◆ **Supplied information**:
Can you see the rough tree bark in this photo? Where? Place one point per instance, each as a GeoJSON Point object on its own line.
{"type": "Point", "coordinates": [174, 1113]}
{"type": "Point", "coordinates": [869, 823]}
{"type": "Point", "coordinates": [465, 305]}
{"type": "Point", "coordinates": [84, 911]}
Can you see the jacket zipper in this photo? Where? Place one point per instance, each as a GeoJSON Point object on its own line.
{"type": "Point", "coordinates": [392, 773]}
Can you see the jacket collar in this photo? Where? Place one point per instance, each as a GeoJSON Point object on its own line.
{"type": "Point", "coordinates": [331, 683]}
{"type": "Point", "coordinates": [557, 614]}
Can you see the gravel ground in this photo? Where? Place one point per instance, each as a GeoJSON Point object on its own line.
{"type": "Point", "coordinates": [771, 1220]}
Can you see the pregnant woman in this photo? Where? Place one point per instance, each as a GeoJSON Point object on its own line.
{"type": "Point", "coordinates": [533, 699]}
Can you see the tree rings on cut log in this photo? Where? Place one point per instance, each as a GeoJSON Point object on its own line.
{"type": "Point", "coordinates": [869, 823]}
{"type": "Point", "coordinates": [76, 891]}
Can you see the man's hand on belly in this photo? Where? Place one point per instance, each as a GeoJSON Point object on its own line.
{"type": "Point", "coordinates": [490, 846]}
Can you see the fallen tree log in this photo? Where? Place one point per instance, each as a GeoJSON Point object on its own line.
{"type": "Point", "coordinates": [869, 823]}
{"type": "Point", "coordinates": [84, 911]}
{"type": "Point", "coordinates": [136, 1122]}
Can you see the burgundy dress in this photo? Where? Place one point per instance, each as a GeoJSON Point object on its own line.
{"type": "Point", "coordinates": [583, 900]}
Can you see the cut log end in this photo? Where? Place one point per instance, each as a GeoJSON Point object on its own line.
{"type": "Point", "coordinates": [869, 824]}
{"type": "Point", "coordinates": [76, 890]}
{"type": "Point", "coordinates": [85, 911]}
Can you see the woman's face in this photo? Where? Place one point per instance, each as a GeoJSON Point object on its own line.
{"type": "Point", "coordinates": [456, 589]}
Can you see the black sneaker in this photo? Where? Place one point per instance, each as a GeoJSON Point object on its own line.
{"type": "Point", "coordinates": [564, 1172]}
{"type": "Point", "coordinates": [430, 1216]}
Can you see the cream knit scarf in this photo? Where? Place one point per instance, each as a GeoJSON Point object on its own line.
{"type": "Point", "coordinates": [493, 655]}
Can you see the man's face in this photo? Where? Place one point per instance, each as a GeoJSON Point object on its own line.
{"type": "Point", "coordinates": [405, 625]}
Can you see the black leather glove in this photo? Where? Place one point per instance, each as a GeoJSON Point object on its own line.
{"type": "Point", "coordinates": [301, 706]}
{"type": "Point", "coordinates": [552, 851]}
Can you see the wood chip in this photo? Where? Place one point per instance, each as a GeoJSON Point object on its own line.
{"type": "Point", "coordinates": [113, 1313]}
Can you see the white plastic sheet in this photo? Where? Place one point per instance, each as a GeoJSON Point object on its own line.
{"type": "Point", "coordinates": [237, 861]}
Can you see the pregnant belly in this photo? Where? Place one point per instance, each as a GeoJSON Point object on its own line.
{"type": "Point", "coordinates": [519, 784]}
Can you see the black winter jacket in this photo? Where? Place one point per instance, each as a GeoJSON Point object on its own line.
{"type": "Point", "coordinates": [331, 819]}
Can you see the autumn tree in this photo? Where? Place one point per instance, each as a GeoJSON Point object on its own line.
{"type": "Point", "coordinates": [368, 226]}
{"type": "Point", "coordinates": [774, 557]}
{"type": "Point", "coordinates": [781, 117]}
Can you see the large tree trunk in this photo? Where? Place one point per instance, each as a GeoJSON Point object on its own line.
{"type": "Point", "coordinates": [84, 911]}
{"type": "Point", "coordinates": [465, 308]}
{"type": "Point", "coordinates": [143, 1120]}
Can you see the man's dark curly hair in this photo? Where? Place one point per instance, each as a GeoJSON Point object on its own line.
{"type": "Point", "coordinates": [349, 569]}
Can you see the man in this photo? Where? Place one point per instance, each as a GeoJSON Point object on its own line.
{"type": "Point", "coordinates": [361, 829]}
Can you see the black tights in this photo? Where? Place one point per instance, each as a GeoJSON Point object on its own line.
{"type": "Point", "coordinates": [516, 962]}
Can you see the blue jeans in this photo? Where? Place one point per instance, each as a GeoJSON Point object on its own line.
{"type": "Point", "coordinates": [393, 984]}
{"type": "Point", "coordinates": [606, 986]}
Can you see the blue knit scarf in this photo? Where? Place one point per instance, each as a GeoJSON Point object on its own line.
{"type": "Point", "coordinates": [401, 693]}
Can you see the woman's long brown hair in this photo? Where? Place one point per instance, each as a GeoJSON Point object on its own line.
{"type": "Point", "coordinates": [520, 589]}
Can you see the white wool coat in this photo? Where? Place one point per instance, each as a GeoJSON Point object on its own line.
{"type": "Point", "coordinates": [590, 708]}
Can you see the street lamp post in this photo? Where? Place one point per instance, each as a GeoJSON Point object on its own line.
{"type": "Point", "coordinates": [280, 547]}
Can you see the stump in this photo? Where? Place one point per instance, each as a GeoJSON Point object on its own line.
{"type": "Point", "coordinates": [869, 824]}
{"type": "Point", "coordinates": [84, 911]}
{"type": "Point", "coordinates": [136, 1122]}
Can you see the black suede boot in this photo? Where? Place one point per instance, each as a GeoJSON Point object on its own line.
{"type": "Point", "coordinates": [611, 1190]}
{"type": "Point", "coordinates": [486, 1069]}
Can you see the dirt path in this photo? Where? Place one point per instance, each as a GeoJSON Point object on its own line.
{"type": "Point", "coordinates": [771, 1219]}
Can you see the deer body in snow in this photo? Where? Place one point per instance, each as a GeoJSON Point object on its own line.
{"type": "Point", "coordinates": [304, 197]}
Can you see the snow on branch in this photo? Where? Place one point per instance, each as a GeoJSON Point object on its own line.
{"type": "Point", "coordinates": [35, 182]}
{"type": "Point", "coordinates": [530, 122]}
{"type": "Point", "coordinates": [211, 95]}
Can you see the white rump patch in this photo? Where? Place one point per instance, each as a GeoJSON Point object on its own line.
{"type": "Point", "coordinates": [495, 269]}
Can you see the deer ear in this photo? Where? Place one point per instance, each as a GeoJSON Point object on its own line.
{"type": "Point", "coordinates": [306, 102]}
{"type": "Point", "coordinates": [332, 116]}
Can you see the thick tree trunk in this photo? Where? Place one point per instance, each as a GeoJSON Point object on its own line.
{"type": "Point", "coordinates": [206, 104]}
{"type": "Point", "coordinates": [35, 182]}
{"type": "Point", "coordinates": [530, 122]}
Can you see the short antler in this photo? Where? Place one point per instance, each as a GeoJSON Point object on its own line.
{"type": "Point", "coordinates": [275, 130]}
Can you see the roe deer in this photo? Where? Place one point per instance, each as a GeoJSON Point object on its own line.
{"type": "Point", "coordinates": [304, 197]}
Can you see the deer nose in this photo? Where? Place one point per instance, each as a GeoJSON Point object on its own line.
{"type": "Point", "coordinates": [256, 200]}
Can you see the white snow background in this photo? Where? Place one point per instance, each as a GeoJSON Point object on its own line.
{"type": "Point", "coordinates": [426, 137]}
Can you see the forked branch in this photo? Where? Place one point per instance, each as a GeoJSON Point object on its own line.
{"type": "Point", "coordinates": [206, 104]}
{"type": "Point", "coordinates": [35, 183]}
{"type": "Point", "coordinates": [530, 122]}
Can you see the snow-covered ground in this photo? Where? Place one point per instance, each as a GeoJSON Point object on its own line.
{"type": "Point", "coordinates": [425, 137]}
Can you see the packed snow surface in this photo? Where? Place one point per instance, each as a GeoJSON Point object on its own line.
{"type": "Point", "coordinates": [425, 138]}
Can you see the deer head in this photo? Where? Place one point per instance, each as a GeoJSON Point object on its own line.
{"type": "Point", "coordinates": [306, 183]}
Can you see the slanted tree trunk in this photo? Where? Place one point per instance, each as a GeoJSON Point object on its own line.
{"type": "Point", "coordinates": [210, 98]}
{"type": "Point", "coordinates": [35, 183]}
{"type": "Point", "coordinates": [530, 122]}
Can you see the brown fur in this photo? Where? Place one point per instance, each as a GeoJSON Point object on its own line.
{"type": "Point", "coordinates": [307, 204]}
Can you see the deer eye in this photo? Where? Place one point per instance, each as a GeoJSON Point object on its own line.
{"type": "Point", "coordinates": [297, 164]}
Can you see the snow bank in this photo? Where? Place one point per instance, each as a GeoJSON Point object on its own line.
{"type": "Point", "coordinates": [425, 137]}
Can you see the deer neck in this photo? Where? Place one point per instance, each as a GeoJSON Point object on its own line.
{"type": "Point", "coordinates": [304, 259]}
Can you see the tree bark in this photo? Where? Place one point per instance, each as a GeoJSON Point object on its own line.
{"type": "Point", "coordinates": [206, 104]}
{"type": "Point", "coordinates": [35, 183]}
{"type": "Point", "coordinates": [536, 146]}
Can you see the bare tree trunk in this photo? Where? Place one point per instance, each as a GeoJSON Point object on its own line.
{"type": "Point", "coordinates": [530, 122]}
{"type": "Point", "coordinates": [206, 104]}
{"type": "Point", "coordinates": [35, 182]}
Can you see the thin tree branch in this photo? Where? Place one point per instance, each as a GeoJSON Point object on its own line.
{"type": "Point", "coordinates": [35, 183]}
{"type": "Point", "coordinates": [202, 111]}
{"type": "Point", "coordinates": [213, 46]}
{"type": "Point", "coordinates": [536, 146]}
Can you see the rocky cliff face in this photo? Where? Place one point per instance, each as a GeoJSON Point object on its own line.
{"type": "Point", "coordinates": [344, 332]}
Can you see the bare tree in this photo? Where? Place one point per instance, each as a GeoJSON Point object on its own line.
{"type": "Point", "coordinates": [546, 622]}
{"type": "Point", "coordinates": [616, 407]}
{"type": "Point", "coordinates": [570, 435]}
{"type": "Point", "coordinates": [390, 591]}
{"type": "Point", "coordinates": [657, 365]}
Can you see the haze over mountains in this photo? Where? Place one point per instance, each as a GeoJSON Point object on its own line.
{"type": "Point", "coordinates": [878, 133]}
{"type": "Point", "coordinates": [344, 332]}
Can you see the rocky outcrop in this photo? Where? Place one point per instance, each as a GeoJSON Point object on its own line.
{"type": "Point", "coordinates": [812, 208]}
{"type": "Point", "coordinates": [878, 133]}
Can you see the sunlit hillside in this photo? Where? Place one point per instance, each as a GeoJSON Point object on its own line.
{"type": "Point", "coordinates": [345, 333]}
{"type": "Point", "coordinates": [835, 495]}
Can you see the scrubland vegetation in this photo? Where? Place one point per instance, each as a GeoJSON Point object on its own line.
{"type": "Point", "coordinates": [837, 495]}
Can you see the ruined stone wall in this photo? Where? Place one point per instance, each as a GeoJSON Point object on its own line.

◆ **Task instructions**:
Start at the line holding "Can you see the rocky cliff" and retype each line through the end of the material above, both included.

◆ **Response**:
Can you see the rocky cliff face in this photo? Where? Place one point per instance, each as a GeoJSON Point object on its own line.
{"type": "Point", "coordinates": [344, 332]}
Can you see the bare tree in this photo? Where? Place one point per instance, each as a GeoJSON Point object on its own line.
{"type": "Point", "coordinates": [546, 622]}
{"type": "Point", "coordinates": [616, 407]}
{"type": "Point", "coordinates": [570, 435]}
{"type": "Point", "coordinates": [390, 591]}
{"type": "Point", "coordinates": [657, 365]}
Can you see the haze over mountains in this photo? Where? Place one point per instance, each as a GeoJSON Point object on its own line.
{"type": "Point", "coordinates": [878, 133]}
{"type": "Point", "coordinates": [344, 332]}
Can you see the rocky outcrop in this photo? Where? Place one point per instance, each as a GeoJSON Point object on its own line.
{"type": "Point", "coordinates": [812, 208]}
{"type": "Point", "coordinates": [878, 133]}
Can you see the sunlit hillside in this photo? Where? Place one point per instance, each as a GeoJSON Point object on its own line.
{"type": "Point", "coordinates": [345, 333]}
{"type": "Point", "coordinates": [835, 495]}
Can you see the scrubland vegetation in this photo? Where? Place one point per instance, each as a GeoJSON Point object on its own line.
{"type": "Point", "coordinates": [837, 495]}
Can you see the ruined stone wall in this photo? Where? Place one point per instance, each as a GeoJSON Point object on its own line.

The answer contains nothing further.